Instructions for the task. Copy the data line for line, starting at the very beginning and ending with the line that contains "column 38, row 193", including that line. Leave the pictures out of your copy.

Data provided.
━━━━━━━━━━

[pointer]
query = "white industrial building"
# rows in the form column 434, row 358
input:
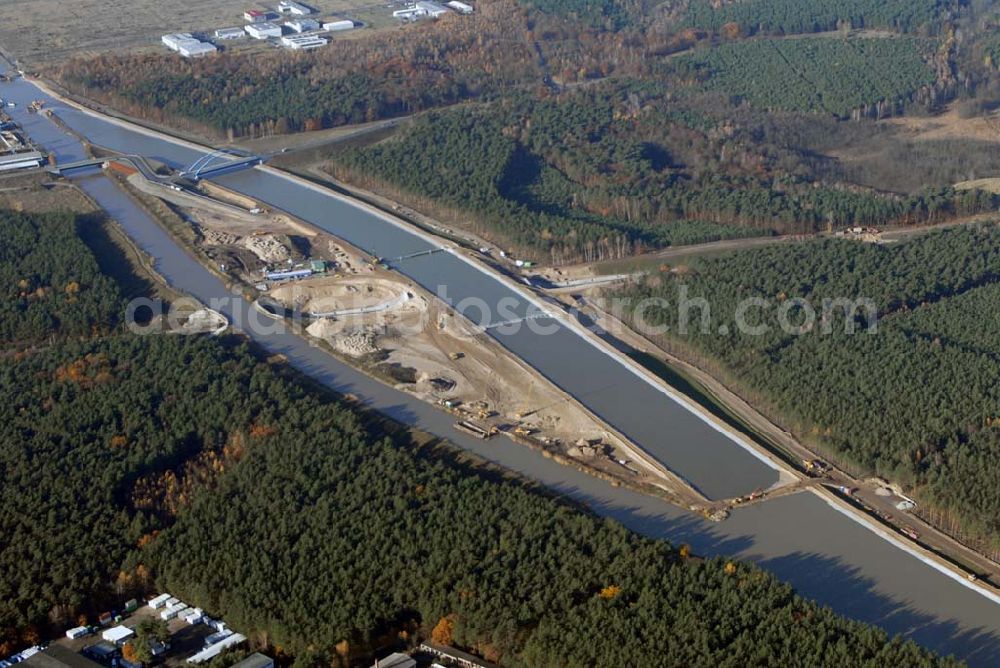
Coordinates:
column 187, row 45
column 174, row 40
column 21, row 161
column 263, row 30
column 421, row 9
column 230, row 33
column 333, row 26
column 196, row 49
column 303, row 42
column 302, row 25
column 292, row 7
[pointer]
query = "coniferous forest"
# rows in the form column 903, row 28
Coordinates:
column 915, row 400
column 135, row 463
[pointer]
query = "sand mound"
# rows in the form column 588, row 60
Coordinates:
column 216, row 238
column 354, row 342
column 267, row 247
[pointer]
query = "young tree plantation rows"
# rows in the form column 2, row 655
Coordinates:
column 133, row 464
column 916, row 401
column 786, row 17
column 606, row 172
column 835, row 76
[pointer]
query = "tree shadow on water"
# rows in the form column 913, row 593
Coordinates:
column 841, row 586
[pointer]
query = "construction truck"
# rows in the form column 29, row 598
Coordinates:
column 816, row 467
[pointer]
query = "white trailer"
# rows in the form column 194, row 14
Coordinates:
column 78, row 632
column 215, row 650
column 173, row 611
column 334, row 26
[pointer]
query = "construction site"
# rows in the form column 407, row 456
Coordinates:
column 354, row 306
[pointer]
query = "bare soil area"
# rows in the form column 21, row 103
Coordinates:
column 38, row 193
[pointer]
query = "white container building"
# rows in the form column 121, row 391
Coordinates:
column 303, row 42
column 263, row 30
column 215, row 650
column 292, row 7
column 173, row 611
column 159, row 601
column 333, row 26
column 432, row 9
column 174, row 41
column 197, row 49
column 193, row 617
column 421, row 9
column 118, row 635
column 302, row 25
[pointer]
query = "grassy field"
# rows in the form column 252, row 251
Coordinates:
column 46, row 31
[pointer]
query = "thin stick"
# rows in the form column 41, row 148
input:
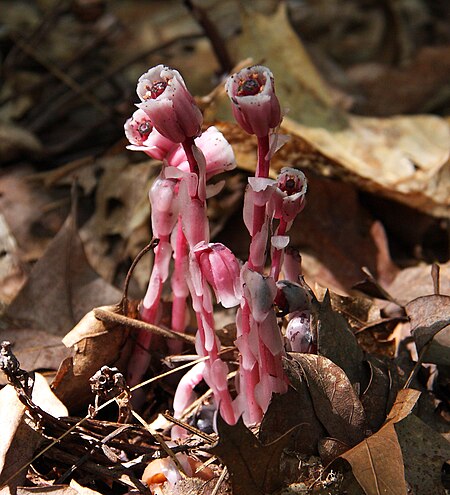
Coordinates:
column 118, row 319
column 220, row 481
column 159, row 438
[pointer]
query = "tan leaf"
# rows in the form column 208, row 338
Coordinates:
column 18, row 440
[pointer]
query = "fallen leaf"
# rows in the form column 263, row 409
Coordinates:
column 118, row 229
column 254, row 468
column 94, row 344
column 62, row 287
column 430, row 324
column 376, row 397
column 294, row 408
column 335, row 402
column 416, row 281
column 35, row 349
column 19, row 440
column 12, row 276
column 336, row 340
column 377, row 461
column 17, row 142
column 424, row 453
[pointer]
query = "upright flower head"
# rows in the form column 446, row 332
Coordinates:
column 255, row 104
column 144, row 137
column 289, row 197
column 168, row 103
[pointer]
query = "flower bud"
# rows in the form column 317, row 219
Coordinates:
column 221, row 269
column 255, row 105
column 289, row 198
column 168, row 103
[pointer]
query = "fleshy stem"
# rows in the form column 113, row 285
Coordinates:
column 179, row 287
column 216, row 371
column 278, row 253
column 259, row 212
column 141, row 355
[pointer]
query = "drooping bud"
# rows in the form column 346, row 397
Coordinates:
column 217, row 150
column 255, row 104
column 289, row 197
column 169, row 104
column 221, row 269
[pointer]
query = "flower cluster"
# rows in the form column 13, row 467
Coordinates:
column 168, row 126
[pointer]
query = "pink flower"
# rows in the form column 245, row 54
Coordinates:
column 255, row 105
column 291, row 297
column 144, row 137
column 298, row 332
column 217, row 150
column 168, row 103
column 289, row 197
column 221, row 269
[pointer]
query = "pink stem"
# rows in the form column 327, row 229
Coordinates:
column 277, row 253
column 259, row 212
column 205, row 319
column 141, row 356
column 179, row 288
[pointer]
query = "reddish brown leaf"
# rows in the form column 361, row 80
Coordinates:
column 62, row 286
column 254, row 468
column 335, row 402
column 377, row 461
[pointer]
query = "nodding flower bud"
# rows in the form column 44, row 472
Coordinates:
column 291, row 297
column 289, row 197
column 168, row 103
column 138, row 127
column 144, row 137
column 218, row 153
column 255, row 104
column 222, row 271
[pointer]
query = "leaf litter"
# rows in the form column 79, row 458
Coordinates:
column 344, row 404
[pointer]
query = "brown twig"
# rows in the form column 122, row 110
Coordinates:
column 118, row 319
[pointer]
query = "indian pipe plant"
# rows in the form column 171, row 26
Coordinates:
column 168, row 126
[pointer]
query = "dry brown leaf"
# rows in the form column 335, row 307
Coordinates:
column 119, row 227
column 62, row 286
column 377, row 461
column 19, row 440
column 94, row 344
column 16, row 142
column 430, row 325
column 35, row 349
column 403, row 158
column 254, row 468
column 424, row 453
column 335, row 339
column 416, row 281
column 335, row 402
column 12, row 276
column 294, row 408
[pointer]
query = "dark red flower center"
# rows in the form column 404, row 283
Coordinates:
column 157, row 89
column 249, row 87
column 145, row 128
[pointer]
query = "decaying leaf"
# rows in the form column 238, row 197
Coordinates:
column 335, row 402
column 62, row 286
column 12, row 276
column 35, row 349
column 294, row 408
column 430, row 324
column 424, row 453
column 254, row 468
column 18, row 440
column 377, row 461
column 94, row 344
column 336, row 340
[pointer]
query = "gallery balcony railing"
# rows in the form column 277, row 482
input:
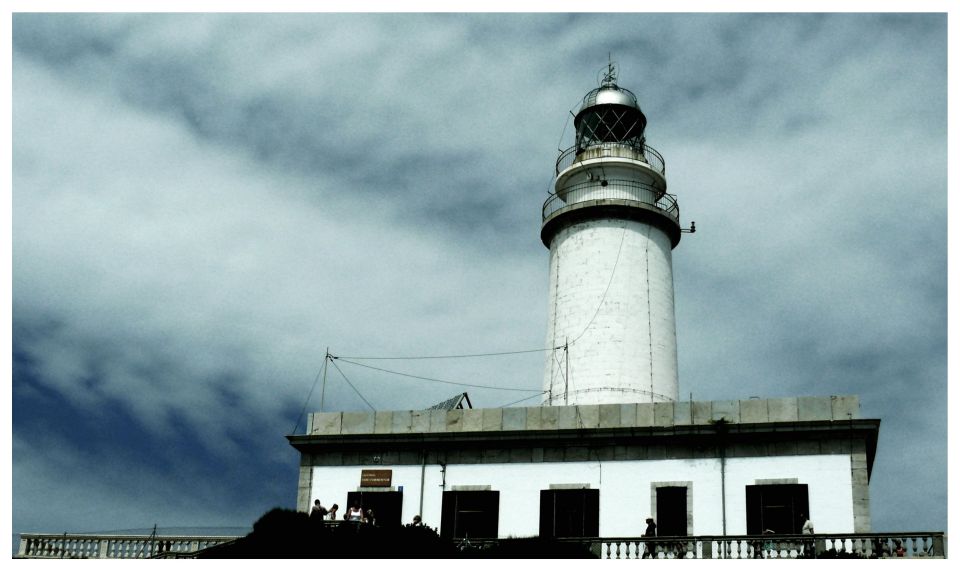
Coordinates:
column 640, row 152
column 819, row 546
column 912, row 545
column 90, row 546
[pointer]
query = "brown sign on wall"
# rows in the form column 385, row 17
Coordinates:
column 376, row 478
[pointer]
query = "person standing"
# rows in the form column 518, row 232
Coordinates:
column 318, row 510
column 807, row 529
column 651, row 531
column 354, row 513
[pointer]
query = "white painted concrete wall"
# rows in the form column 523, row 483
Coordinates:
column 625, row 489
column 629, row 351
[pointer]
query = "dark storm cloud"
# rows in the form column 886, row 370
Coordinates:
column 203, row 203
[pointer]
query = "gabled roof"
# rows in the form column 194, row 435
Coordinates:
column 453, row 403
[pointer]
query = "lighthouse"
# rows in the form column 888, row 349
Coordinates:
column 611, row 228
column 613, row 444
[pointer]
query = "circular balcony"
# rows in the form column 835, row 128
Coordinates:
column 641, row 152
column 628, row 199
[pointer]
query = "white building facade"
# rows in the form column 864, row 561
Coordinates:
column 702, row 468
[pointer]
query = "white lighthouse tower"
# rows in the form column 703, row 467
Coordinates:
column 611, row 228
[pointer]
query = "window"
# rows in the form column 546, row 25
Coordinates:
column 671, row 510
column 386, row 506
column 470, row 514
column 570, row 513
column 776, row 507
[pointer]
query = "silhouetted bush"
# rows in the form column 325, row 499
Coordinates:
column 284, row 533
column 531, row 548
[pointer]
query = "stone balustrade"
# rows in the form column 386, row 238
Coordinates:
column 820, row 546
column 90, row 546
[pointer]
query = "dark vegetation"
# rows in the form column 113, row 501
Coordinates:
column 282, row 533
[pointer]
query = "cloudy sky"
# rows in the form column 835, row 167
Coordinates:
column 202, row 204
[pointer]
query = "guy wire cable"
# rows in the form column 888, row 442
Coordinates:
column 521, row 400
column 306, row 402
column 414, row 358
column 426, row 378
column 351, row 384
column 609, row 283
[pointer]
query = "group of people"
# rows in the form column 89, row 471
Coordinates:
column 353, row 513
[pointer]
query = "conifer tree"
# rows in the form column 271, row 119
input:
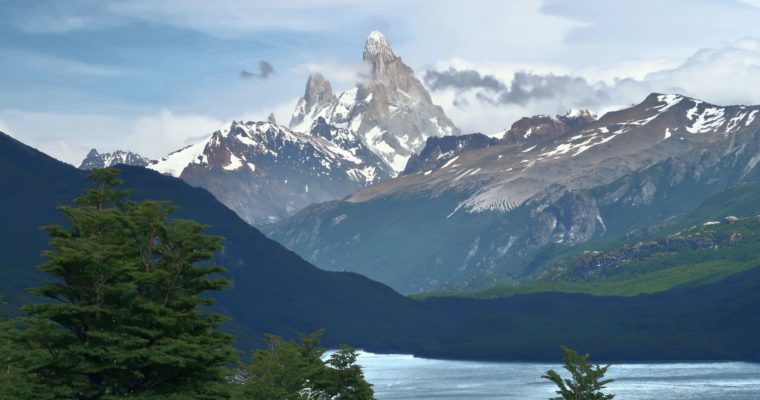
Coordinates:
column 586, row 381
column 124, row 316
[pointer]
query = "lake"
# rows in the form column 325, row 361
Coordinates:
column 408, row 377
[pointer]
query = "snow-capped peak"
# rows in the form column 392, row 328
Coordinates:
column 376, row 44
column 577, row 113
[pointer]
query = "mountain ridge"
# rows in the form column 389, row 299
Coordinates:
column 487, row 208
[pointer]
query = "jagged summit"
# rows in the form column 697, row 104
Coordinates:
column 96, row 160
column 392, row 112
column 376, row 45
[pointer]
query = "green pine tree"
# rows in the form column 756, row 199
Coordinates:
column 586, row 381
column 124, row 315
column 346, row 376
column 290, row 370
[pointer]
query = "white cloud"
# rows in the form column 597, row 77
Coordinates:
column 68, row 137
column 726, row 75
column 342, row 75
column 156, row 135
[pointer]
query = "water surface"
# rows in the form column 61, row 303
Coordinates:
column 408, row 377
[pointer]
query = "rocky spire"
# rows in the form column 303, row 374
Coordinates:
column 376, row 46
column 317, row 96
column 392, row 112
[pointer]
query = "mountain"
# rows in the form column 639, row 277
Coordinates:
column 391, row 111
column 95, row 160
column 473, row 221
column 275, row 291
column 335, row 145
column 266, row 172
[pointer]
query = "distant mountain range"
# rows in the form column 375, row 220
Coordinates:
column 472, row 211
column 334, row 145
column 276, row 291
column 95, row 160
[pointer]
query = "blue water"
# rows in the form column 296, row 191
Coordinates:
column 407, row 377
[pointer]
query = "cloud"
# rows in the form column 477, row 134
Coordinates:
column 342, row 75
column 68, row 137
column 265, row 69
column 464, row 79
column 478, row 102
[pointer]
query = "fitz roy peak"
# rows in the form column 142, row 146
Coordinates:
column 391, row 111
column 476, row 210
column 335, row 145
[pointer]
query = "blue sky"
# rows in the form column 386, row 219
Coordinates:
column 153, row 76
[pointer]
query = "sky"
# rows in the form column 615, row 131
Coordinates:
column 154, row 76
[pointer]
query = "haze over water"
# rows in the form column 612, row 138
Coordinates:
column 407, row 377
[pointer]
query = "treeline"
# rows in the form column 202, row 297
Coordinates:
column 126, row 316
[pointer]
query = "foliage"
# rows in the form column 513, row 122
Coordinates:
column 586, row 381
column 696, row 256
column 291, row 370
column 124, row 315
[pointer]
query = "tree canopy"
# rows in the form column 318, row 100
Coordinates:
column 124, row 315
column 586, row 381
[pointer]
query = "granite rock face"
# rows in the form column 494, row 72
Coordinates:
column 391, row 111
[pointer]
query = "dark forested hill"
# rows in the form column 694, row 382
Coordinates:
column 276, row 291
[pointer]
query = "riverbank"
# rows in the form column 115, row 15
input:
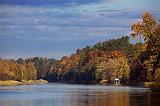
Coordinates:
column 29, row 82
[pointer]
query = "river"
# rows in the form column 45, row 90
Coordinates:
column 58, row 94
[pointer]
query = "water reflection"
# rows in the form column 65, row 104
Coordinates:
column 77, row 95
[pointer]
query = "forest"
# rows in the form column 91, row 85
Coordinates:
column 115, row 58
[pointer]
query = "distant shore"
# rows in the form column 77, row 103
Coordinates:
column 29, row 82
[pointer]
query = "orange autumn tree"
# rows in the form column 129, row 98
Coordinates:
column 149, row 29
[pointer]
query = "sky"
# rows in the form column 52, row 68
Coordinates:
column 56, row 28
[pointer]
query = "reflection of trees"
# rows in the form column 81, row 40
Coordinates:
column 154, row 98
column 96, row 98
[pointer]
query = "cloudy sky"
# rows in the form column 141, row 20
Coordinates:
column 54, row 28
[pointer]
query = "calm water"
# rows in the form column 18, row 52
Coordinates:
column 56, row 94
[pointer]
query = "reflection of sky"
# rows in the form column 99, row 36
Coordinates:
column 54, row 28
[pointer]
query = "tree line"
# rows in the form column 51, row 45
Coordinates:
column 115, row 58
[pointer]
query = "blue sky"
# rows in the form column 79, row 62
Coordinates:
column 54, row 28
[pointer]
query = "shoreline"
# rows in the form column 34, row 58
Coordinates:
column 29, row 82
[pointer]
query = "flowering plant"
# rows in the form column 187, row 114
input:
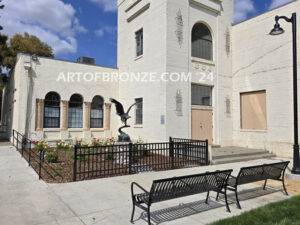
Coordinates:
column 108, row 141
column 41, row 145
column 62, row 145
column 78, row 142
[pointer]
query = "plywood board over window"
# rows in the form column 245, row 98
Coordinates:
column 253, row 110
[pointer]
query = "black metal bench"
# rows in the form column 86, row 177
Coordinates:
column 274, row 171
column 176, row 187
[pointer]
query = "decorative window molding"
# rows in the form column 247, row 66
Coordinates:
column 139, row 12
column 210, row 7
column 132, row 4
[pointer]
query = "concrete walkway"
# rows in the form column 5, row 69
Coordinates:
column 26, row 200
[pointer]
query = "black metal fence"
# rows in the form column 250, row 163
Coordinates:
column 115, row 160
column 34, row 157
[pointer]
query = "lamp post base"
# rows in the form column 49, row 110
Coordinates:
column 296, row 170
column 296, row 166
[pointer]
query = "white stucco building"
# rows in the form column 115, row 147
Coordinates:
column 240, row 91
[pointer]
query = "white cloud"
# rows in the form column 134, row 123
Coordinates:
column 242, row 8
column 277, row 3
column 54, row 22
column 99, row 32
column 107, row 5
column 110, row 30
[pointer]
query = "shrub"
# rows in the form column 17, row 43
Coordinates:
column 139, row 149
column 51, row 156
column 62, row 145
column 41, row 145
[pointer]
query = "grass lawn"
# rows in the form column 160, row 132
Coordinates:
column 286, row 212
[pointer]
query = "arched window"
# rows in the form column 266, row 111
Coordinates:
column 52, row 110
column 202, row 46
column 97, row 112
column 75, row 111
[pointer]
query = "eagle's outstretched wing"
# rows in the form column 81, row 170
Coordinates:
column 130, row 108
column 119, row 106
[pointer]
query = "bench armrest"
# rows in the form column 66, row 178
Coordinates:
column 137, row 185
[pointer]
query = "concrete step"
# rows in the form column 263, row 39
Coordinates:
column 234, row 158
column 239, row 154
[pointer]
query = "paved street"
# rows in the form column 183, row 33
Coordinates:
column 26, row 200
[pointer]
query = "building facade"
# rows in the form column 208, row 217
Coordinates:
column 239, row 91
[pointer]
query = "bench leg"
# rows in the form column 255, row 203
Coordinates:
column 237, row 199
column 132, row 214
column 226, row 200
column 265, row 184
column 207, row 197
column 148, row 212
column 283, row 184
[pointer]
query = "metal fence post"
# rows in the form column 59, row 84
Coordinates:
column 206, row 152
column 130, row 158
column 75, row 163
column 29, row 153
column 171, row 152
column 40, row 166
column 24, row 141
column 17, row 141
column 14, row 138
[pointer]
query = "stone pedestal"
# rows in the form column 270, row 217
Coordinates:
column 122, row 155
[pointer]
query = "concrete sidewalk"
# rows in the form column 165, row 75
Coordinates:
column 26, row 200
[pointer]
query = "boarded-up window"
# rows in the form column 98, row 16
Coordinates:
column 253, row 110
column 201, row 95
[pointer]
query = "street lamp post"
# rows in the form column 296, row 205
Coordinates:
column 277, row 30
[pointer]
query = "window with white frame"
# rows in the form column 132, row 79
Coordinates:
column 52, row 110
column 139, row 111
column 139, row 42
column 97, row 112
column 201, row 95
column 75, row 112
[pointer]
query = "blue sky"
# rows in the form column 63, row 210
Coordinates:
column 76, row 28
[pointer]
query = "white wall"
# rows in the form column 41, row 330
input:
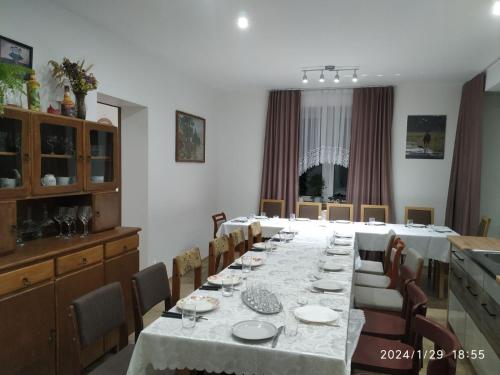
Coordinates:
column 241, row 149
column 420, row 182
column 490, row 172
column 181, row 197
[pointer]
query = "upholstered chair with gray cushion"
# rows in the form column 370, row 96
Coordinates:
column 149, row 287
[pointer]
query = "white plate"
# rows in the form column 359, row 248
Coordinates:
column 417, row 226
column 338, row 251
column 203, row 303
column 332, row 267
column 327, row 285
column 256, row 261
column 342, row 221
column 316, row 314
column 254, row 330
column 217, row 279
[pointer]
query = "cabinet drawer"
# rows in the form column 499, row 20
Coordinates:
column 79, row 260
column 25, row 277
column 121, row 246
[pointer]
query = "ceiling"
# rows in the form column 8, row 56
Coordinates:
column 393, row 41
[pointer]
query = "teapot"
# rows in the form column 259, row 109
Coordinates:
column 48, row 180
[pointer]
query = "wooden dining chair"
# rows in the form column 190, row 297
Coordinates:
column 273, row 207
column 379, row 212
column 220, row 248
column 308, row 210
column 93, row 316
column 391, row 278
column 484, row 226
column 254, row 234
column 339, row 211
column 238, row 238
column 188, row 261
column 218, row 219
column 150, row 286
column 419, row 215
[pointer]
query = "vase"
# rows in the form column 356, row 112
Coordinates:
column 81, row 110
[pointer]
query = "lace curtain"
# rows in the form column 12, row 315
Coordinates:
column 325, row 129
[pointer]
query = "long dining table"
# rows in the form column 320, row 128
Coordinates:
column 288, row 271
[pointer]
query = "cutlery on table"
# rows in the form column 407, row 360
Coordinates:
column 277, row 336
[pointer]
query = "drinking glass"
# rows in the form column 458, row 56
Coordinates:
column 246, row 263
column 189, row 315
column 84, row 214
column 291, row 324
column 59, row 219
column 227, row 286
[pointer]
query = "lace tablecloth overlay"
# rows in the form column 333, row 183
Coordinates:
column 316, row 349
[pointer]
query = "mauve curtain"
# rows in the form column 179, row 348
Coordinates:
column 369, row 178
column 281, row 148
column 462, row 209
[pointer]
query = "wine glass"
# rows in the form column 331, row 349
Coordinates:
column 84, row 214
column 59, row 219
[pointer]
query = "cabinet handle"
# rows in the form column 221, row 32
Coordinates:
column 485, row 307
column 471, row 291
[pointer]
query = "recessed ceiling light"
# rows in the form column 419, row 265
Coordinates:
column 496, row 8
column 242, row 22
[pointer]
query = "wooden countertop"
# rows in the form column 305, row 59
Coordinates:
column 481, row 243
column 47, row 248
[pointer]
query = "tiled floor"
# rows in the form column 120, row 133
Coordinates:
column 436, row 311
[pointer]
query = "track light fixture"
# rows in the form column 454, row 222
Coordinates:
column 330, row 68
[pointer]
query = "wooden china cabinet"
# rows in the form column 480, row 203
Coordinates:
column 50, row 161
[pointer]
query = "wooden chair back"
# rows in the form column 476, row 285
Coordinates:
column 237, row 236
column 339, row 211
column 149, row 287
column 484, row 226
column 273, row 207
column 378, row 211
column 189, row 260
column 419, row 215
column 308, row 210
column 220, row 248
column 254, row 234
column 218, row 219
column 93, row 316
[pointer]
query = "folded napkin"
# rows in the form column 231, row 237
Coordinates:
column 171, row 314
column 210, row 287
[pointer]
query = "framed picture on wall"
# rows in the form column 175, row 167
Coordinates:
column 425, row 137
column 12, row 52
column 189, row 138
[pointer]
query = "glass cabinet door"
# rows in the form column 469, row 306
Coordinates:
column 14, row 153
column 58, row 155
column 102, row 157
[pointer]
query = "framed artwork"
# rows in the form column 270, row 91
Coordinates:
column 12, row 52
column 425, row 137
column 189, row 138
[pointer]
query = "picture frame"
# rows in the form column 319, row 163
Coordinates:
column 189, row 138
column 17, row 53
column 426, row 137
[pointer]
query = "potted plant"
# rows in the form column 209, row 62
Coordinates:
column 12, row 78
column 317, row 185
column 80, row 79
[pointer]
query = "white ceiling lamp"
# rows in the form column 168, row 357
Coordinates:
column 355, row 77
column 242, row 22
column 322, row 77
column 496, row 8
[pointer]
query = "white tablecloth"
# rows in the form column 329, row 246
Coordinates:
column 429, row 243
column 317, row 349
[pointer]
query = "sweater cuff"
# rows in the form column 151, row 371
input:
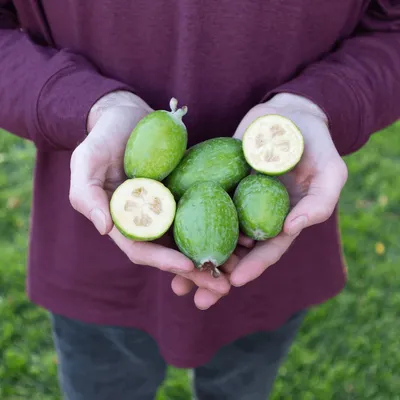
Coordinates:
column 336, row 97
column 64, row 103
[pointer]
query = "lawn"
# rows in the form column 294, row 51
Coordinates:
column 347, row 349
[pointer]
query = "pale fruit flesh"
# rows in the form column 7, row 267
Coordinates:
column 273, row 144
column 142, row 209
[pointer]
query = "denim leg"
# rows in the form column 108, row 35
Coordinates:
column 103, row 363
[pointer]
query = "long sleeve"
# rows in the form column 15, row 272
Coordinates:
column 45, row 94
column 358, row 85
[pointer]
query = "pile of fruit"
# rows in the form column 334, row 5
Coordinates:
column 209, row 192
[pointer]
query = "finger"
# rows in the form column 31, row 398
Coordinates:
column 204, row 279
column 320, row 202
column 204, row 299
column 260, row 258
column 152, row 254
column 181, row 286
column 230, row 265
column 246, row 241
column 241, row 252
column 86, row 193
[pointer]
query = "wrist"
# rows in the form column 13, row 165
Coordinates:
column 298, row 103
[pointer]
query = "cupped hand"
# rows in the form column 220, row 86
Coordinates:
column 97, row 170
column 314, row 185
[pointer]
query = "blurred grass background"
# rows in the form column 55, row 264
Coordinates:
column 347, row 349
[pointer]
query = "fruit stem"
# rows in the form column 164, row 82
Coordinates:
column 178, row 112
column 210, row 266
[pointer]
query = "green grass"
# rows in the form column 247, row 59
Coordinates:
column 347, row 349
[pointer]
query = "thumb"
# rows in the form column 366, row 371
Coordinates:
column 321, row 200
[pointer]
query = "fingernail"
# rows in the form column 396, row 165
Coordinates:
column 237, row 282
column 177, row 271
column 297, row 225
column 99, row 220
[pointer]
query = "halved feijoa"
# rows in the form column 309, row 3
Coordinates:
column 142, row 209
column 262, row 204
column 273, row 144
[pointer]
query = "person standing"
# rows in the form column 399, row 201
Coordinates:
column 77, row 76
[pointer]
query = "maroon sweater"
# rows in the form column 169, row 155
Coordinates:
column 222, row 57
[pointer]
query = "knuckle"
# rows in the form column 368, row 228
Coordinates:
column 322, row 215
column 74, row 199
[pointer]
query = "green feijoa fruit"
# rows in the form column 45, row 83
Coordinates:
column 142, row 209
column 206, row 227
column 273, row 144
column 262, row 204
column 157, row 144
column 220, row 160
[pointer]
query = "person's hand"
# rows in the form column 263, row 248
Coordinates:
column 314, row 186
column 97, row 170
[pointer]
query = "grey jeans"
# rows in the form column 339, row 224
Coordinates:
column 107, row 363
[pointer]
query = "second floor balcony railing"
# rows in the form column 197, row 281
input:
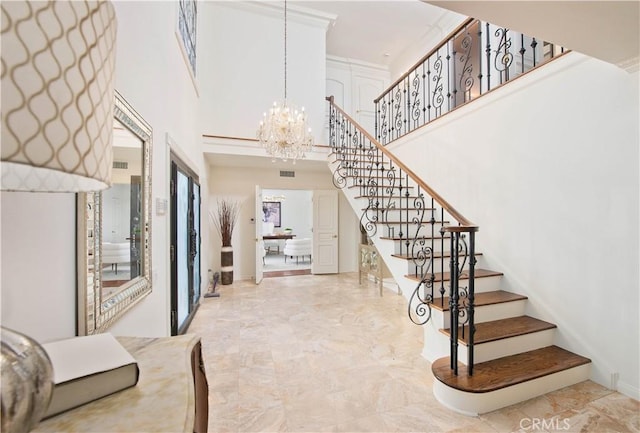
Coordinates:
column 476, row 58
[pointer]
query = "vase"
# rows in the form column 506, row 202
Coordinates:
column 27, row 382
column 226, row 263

━━━━━━━━━━

Response below.
[pointer]
query = "white industrial building"
# rows in the form column 434, row 358
input:
Coordinates:
column 187, row 45
column 174, row 40
column 21, row 161
column 263, row 30
column 421, row 9
column 230, row 33
column 333, row 26
column 196, row 49
column 303, row 42
column 302, row 25
column 292, row 7
[pointer]
query = "coniferous forest"
# rows in the form column 903, row 28
Coordinates:
column 915, row 400
column 135, row 463
[pointer]
query = "sand mound"
# rows in the form column 588, row 60
Coordinates:
column 216, row 238
column 354, row 342
column 267, row 247
[pointer]
query = "young tree plantation rows"
# rows in the form column 2, row 655
Coordinates:
column 133, row 464
column 916, row 401
column 786, row 17
column 606, row 172
column 835, row 76
[pointer]
query = "tree shadow on water"
# rows in the form column 913, row 593
Coordinates:
column 841, row 586
[pointer]
query = "construction truck"
# rows in the form column 29, row 598
Coordinates:
column 816, row 467
[pointer]
query = "white trailer"
# rows in the form column 194, row 14
Coordinates:
column 78, row 632
column 215, row 650
column 173, row 611
column 334, row 26
[pointer]
query = "construction site"
# rows in the form column 407, row 456
Coordinates:
column 354, row 306
[pointer]
query = "bare soil area"
# rows in the form column 21, row 103
Coordinates:
column 38, row 193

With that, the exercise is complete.